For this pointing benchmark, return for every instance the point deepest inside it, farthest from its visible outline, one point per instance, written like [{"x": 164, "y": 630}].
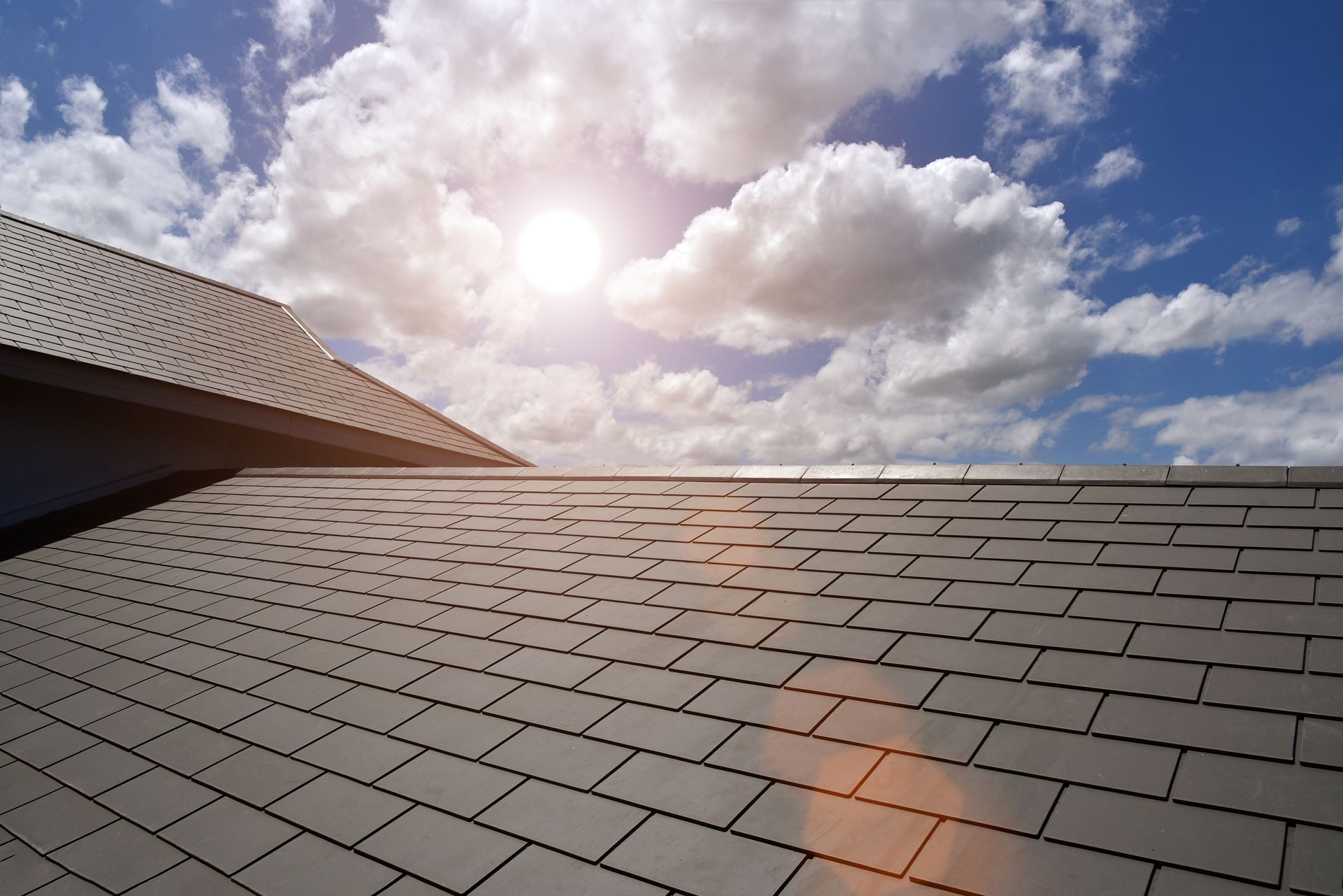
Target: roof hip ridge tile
[{"x": 953, "y": 473}]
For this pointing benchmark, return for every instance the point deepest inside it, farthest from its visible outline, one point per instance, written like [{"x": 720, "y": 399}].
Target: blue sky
[{"x": 1083, "y": 232}]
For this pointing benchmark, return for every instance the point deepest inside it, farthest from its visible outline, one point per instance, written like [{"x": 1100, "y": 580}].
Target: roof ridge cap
[
  {"x": 144, "y": 259},
  {"x": 1123, "y": 474}
]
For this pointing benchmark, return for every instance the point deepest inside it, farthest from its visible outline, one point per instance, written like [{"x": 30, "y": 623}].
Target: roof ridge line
[
  {"x": 145, "y": 259},
  {"x": 930, "y": 473},
  {"x": 420, "y": 406}
]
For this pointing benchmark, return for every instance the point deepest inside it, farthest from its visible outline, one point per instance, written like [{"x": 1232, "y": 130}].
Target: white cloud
[
  {"x": 1286, "y": 306},
  {"x": 1299, "y": 425},
  {"x": 1288, "y": 226},
  {"x": 15, "y": 108},
  {"x": 1058, "y": 87},
  {"x": 947, "y": 289},
  {"x": 1114, "y": 167},
  {"x": 300, "y": 23},
  {"x": 849, "y": 236},
  {"x": 1188, "y": 232},
  {"x": 132, "y": 190},
  {"x": 1106, "y": 245}
]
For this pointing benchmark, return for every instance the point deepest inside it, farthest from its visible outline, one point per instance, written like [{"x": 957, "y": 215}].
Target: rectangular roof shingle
[
  {"x": 199, "y": 687},
  {"x": 77, "y": 300}
]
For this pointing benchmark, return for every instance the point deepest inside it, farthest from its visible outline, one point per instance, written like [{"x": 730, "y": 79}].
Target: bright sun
[{"x": 559, "y": 252}]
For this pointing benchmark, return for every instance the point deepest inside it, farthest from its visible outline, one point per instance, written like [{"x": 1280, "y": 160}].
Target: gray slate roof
[
  {"x": 73, "y": 299},
  {"x": 708, "y": 681}
]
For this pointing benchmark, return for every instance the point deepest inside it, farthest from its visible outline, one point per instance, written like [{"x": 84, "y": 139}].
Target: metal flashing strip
[{"x": 304, "y": 327}]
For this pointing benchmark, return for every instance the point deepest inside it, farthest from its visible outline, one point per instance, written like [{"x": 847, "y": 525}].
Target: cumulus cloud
[
  {"x": 300, "y": 26},
  {"x": 1288, "y": 226},
  {"x": 1061, "y": 86},
  {"x": 1107, "y": 245},
  {"x": 571, "y": 414},
  {"x": 947, "y": 289},
  {"x": 132, "y": 190},
  {"x": 951, "y": 294},
  {"x": 1299, "y": 425},
  {"x": 1114, "y": 167},
  {"x": 844, "y": 238}
]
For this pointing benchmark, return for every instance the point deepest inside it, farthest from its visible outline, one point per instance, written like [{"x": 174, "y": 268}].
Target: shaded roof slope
[
  {"x": 73, "y": 299},
  {"x": 551, "y": 681}
]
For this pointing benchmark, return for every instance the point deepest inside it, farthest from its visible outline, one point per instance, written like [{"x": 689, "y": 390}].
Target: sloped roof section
[
  {"x": 715, "y": 681},
  {"x": 73, "y": 299}
]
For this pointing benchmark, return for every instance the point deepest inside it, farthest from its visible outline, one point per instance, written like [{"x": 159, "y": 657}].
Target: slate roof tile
[
  {"x": 867, "y": 834},
  {"x": 725, "y": 865},
  {"x": 953, "y": 696},
  {"x": 1158, "y": 830},
  {"x": 151, "y": 320}
]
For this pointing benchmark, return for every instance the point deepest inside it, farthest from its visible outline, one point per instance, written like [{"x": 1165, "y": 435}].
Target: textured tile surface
[
  {"x": 398, "y": 683},
  {"x": 81, "y": 301}
]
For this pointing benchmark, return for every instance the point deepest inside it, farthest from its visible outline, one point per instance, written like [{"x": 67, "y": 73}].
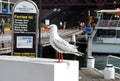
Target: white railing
[{"x": 115, "y": 57}]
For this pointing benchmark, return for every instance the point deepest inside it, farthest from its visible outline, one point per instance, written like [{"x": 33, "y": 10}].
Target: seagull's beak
[{"x": 47, "y": 28}]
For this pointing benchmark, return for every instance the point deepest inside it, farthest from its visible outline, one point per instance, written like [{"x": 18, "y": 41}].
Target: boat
[{"x": 106, "y": 35}]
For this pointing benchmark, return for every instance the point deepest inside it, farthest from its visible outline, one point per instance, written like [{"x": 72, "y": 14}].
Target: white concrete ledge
[{"x": 13, "y": 68}]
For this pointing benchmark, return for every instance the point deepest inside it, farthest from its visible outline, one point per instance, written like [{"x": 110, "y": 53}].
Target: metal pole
[{"x": 39, "y": 43}]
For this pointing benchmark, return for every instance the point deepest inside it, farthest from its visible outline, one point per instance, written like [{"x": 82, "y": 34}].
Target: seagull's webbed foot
[{"x": 60, "y": 58}]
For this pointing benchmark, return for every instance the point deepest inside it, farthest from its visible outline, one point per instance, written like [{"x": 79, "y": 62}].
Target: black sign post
[{"x": 25, "y": 29}]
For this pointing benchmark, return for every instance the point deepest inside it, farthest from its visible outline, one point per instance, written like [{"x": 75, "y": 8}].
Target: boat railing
[
  {"x": 116, "y": 66},
  {"x": 108, "y": 23}
]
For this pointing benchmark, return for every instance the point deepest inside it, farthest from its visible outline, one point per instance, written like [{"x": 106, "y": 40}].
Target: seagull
[{"x": 59, "y": 44}]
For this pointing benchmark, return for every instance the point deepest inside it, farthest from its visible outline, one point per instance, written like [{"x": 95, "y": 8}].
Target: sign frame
[{"x": 25, "y": 29}]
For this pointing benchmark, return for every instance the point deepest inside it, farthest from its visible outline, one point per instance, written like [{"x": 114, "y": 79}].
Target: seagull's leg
[{"x": 61, "y": 57}]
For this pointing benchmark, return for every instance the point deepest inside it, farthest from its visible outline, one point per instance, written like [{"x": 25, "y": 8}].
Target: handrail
[{"x": 111, "y": 56}]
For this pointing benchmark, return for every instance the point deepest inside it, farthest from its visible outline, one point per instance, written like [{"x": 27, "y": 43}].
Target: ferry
[{"x": 106, "y": 35}]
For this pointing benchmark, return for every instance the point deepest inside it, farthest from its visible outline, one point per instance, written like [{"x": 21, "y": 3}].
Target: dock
[{"x": 93, "y": 74}]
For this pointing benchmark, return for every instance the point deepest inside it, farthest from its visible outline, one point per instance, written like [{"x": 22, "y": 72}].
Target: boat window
[
  {"x": 118, "y": 34},
  {"x": 106, "y": 33}
]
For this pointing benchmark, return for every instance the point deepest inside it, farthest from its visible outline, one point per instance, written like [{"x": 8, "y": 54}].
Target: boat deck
[{"x": 93, "y": 75}]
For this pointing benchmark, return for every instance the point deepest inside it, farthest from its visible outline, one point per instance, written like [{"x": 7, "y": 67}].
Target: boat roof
[{"x": 110, "y": 11}]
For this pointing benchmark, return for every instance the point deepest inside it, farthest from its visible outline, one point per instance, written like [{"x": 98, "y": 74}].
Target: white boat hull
[{"x": 106, "y": 48}]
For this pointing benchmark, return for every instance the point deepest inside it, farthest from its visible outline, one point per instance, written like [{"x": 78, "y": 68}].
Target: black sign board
[{"x": 25, "y": 25}]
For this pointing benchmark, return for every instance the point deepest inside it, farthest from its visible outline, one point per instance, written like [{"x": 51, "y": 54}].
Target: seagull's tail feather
[{"x": 79, "y": 53}]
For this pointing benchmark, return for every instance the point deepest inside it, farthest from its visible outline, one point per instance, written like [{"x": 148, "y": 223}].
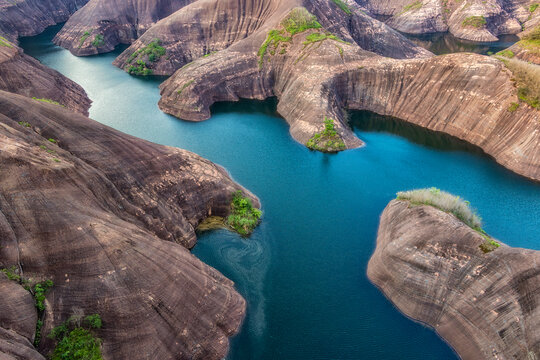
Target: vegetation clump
[
  {"x": 451, "y": 204},
  {"x": 49, "y": 101},
  {"x": 83, "y": 38},
  {"x": 297, "y": 21},
  {"x": 327, "y": 140},
  {"x": 343, "y": 6},
  {"x": 145, "y": 57},
  {"x": 474, "y": 21},
  {"x": 76, "y": 340},
  {"x": 244, "y": 218},
  {"x": 98, "y": 41}
]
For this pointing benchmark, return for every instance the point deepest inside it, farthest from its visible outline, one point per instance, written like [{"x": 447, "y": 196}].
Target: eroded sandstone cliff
[
  {"x": 485, "y": 305},
  {"x": 31, "y": 17},
  {"x": 102, "y": 24},
  {"x": 22, "y": 74},
  {"x": 109, "y": 218},
  {"x": 319, "y": 73},
  {"x": 476, "y": 20}
]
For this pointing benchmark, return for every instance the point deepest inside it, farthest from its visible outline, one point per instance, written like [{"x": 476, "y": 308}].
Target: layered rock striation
[
  {"x": 102, "y": 24},
  {"x": 355, "y": 62},
  {"x": 430, "y": 265},
  {"x": 471, "y": 19},
  {"x": 22, "y": 74},
  {"x": 31, "y": 17},
  {"x": 110, "y": 218}
]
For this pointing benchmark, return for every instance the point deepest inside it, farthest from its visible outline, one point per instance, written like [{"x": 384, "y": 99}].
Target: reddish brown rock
[
  {"x": 429, "y": 264},
  {"x": 22, "y": 74},
  {"x": 109, "y": 217}
]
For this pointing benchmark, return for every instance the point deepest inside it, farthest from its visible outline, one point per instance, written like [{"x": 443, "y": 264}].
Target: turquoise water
[{"x": 303, "y": 270}]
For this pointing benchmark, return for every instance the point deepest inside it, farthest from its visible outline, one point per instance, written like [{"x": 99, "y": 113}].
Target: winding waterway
[{"x": 303, "y": 272}]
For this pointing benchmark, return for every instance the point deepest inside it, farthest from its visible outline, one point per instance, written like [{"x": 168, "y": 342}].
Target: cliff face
[
  {"x": 31, "y": 17},
  {"x": 471, "y": 19},
  {"x": 18, "y": 319},
  {"x": 109, "y": 218},
  {"x": 464, "y": 95},
  {"x": 102, "y": 24},
  {"x": 429, "y": 264},
  {"x": 22, "y": 74}
]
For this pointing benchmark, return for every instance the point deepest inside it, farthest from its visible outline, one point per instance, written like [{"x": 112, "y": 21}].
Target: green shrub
[
  {"x": 40, "y": 291},
  {"x": 48, "y": 101},
  {"x": 99, "y": 41},
  {"x": 244, "y": 218},
  {"x": 474, "y": 21},
  {"x": 327, "y": 140},
  {"x": 513, "y": 107},
  {"x": 343, "y": 6}
]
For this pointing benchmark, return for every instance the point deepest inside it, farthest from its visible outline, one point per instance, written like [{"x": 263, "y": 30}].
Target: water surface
[{"x": 303, "y": 272}]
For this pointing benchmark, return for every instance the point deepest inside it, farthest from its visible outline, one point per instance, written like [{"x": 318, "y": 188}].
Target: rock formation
[
  {"x": 22, "y": 74},
  {"x": 102, "y": 24},
  {"x": 475, "y": 20},
  {"x": 485, "y": 305},
  {"x": 31, "y": 17},
  {"x": 350, "y": 66},
  {"x": 109, "y": 218},
  {"x": 18, "y": 319}
]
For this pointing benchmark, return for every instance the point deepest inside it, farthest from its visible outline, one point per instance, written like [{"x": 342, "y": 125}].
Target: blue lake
[{"x": 303, "y": 271}]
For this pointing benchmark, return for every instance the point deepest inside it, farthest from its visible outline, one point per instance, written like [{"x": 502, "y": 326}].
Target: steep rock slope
[
  {"x": 207, "y": 26},
  {"x": 102, "y": 24},
  {"x": 22, "y": 74},
  {"x": 30, "y": 17},
  {"x": 320, "y": 72},
  {"x": 476, "y": 20},
  {"x": 429, "y": 264},
  {"x": 109, "y": 218},
  {"x": 18, "y": 319}
]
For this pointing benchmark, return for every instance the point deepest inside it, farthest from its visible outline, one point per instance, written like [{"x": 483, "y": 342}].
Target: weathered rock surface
[
  {"x": 22, "y": 74},
  {"x": 18, "y": 319},
  {"x": 429, "y": 264},
  {"x": 109, "y": 218},
  {"x": 116, "y": 21},
  {"x": 31, "y": 17},
  {"x": 464, "y": 95},
  {"x": 427, "y": 16}
]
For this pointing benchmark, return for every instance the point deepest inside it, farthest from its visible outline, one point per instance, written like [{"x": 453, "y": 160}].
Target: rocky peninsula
[
  {"x": 109, "y": 218},
  {"x": 479, "y": 294}
]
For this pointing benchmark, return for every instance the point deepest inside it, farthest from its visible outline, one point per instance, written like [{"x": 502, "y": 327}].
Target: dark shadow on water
[
  {"x": 372, "y": 122},
  {"x": 446, "y": 43},
  {"x": 247, "y": 106}
]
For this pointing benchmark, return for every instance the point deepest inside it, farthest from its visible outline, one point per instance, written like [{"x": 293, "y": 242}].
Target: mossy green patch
[{"x": 327, "y": 140}]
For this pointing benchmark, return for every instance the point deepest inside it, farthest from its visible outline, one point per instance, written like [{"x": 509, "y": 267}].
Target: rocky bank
[
  {"x": 109, "y": 218},
  {"x": 22, "y": 74},
  {"x": 429, "y": 264}
]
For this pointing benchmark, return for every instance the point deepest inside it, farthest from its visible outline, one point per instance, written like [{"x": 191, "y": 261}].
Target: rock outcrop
[
  {"x": 18, "y": 319},
  {"x": 31, "y": 17},
  {"x": 475, "y": 20},
  {"x": 349, "y": 66},
  {"x": 485, "y": 305},
  {"x": 22, "y": 74},
  {"x": 109, "y": 218},
  {"x": 102, "y": 24}
]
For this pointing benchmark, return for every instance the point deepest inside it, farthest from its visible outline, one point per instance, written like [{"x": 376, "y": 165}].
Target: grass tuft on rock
[
  {"x": 244, "y": 218},
  {"x": 76, "y": 340},
  {"x": 474, "y": 21},
  {"x": 327, "y": 140},
  {"x": 452, "y": 204}
]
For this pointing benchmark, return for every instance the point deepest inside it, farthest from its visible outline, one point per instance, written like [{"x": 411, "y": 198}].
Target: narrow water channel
[{"x": 303, "y": 272}]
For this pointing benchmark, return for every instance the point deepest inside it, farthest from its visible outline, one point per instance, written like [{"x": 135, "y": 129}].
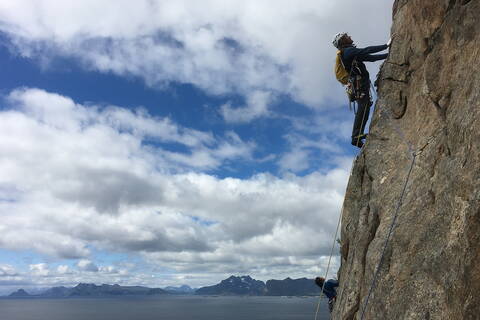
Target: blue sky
[{"x": 191, "y": 143}]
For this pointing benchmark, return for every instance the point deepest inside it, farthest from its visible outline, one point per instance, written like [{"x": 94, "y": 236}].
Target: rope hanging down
[
  {"x": 392, "y": 225},
  {"x": 333, "y": 246},
  {"x": 414, "y": 157}
]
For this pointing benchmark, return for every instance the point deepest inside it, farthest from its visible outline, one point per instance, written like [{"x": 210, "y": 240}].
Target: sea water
[{"x": 164, "y": 308}]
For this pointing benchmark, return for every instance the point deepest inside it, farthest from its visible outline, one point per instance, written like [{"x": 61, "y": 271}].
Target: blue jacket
[
  {"x": 329, "y": 288},
  {"x": 362, "y": 54}
]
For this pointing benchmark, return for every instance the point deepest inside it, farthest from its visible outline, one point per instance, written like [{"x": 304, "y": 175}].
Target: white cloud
[
  {"x": 222, "y": 47},
  {"x": 7, "y": 270},
  {"x": 87, "y": 265},
  {"x": 77, "y": 178},
  {"x": 40, "y": 269},
  {"x": 257, "y": 106}
]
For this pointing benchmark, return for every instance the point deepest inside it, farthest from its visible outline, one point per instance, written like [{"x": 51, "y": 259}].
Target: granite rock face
[{"x": 428, "y": 110}]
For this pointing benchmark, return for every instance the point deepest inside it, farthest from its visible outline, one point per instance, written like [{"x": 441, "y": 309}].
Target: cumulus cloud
[
  {"x": 257, "y": 106},
  {"x": 87, "y": 265},
  {"x": 80, "y": 177},
  {"x": 7, "y": 270},
  {"x": 244, "y": 47}
]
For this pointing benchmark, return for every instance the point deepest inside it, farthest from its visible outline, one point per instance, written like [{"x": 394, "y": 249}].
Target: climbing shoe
[{"x": 357, "y": 143}]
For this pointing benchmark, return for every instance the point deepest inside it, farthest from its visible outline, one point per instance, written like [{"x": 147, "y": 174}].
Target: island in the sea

* **Task requirements**:
Pick out every line in the listing above that contains the word "metal" and copy each one.

* **Output**:
Target: metal flashing strip
Target: metal pole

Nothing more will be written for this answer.